%%

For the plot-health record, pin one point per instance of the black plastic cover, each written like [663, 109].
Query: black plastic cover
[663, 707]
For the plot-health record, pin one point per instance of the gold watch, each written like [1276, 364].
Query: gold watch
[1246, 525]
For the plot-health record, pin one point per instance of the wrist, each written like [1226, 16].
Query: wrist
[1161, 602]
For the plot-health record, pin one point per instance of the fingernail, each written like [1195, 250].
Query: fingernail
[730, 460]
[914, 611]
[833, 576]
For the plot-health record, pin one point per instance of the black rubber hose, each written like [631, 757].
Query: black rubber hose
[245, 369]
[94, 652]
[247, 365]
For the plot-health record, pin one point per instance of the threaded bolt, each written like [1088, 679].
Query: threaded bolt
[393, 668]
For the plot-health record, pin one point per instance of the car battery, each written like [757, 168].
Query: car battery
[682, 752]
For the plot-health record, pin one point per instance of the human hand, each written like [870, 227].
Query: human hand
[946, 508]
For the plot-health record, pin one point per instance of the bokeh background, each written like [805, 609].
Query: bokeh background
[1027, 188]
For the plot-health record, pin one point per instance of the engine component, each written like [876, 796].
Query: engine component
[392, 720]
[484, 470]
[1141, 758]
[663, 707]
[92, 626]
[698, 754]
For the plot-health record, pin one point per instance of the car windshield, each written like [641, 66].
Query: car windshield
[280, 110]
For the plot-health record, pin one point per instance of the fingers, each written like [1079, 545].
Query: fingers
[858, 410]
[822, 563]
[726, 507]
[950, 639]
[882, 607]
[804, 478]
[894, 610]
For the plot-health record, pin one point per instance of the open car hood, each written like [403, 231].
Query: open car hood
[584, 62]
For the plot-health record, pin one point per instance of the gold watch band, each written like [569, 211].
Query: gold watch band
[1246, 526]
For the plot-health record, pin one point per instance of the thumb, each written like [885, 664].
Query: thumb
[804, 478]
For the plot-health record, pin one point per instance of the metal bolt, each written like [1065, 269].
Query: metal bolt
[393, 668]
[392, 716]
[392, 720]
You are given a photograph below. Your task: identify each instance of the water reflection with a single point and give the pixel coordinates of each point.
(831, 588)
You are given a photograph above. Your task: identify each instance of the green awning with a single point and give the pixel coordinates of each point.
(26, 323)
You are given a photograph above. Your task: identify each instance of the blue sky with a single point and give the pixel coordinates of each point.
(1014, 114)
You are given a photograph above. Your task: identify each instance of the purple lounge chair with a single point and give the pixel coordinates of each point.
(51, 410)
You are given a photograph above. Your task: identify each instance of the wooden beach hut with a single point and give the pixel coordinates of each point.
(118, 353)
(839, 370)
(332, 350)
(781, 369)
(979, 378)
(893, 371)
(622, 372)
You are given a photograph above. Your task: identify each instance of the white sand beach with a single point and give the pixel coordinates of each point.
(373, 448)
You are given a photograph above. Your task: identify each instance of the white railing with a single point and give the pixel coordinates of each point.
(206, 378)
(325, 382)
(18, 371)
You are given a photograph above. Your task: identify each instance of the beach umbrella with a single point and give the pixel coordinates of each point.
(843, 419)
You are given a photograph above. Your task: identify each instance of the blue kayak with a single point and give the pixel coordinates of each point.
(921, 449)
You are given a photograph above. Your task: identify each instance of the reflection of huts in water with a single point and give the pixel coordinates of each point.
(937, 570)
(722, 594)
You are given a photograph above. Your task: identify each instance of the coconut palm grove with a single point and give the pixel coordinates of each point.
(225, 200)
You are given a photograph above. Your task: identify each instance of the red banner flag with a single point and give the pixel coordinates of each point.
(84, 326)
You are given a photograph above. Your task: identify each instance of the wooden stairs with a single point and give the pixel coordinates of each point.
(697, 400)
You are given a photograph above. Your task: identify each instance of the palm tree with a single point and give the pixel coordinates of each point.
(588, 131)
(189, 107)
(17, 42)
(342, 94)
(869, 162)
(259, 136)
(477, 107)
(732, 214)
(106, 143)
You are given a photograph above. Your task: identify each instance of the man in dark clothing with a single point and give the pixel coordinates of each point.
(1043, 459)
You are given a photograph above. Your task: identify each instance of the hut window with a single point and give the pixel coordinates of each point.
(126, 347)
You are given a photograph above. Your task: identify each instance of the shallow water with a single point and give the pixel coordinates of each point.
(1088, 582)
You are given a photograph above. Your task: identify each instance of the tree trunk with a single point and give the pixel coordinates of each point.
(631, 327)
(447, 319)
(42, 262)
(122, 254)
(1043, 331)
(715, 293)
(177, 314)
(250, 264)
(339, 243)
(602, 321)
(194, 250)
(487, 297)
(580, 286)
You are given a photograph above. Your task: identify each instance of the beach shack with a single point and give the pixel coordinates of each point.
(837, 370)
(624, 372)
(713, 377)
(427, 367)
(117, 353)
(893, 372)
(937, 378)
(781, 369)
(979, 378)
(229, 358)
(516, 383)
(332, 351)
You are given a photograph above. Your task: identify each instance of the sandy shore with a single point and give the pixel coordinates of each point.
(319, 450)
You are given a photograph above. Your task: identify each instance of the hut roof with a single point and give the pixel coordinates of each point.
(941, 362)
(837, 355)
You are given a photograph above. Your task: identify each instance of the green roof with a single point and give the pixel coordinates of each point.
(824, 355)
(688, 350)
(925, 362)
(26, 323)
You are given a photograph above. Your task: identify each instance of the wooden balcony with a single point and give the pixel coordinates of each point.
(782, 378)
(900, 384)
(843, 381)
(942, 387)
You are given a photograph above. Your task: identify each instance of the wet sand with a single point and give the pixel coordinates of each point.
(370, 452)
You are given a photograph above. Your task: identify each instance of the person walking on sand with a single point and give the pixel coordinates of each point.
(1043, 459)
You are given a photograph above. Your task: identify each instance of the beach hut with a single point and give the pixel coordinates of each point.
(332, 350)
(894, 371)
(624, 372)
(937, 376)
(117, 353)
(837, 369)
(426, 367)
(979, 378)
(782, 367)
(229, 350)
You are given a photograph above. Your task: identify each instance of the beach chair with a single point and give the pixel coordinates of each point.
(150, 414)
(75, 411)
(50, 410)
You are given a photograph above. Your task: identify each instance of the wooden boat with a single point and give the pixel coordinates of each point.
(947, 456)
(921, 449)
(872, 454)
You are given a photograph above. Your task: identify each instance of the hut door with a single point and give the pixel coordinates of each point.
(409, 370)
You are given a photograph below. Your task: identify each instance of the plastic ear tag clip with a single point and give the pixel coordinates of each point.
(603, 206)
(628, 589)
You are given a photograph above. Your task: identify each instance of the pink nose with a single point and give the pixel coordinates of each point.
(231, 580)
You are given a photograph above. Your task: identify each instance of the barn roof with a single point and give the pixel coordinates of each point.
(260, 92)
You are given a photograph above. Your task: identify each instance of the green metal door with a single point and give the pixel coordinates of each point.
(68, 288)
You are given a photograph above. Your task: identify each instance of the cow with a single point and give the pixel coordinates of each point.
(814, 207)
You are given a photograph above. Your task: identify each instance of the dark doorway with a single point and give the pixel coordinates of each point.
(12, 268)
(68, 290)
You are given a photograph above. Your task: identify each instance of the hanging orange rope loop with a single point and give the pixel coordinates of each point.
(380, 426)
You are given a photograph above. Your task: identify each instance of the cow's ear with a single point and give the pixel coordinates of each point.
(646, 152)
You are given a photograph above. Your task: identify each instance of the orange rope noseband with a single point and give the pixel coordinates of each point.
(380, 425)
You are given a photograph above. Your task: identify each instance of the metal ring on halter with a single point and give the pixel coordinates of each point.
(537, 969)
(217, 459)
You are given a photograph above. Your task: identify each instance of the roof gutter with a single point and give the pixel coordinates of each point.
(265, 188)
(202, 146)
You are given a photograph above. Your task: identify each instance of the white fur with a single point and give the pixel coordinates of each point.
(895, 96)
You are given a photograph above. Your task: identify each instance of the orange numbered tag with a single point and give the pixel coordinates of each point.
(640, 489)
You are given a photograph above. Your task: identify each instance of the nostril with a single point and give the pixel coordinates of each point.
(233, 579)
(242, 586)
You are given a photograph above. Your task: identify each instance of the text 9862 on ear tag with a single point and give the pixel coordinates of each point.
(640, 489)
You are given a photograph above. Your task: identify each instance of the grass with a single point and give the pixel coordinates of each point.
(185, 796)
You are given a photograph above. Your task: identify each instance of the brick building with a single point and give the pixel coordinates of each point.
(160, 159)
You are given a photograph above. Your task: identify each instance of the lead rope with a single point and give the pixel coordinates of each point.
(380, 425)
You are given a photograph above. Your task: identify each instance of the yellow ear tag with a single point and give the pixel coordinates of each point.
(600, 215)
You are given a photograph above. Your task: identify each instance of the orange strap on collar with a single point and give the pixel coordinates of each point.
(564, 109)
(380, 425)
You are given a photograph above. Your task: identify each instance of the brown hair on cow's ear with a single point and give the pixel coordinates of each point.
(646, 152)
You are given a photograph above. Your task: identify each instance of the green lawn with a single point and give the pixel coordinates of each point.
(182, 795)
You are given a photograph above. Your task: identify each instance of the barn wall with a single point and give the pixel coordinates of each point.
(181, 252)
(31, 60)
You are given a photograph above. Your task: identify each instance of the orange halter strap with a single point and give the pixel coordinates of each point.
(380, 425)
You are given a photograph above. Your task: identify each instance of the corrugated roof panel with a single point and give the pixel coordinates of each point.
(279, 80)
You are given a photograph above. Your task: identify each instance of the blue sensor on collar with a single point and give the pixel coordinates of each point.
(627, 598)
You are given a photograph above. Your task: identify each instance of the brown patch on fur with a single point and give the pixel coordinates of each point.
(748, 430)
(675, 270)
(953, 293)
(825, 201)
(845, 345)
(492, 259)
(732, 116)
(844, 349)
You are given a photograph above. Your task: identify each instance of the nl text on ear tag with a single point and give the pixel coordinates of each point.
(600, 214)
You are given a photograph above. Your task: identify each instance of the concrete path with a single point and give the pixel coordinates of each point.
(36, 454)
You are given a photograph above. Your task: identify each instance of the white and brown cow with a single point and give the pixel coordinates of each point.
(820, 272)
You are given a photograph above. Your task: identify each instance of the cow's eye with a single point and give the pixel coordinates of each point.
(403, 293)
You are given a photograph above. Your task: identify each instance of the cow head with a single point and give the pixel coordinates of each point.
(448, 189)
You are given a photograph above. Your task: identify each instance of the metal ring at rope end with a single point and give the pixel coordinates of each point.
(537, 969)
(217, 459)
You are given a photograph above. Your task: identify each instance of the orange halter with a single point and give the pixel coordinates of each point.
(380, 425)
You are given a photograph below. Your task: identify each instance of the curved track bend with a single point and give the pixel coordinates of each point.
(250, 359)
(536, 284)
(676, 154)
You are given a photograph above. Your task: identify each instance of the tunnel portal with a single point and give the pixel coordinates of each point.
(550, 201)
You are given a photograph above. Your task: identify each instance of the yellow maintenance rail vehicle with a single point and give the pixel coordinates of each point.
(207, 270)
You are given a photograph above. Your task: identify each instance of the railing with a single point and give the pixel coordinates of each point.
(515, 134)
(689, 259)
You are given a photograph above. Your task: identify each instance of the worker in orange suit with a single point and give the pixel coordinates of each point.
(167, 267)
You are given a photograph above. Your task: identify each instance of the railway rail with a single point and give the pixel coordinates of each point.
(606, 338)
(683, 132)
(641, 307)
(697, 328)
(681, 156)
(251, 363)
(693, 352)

%%

**Problem details**
Look above for the line with "like [1226, 16]." and the line with "like [631, 757].". Write out those two lines and all the lines between them, exactly, and no others.

**Response**
For the plot-health record, pin one point per instance of the wrist, each written like [1226, 16].
Query: wrist
[1161, 602]
For the plot-health record, pin one point per instance of the fingernail, each written like [1195, 250].
Query: fingernail
[730, 460]
[914, 611]
[833, 576]
For the plot-health record, pin one point per instance of the black rubber hose, each written like [631, 757].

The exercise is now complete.